**** DATA EXTRACTS

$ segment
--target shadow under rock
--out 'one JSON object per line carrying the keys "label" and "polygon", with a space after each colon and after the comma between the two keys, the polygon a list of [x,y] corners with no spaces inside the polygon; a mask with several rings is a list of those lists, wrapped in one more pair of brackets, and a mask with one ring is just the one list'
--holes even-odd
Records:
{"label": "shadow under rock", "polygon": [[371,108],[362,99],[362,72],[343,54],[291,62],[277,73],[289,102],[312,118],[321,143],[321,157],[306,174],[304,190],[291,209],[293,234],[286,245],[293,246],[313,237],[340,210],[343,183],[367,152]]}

********

DIRECTIONS FOR THIS TASK: Every record above needs to be repeated word for word.

SOLUTION FOR THIS TASK:
$ segment
--target shadow under rock
--out 'one JSON object per line carrying the keys "label" and "polygon", with a space after each colon and after the comma between the two keys, the polygon a list of [x,y] corners with no spaces inside the polygon; a mask with several rings is a list of those lists, wrapped in one more pair of brackets, and a mask with one ring is just the one list'
--holes even-odd
Records:
{"label": "shadow under rock", "polygon": [[371,108],[362,99],[362,72],[343,54],[291,62],[277,73],[289,102],[312,118],[321,143],[321,157],[306,174],[304,190],[291,209],[293,234],[286,245],[293,246],[313,237],[340,210],[343,183],[367,152]]}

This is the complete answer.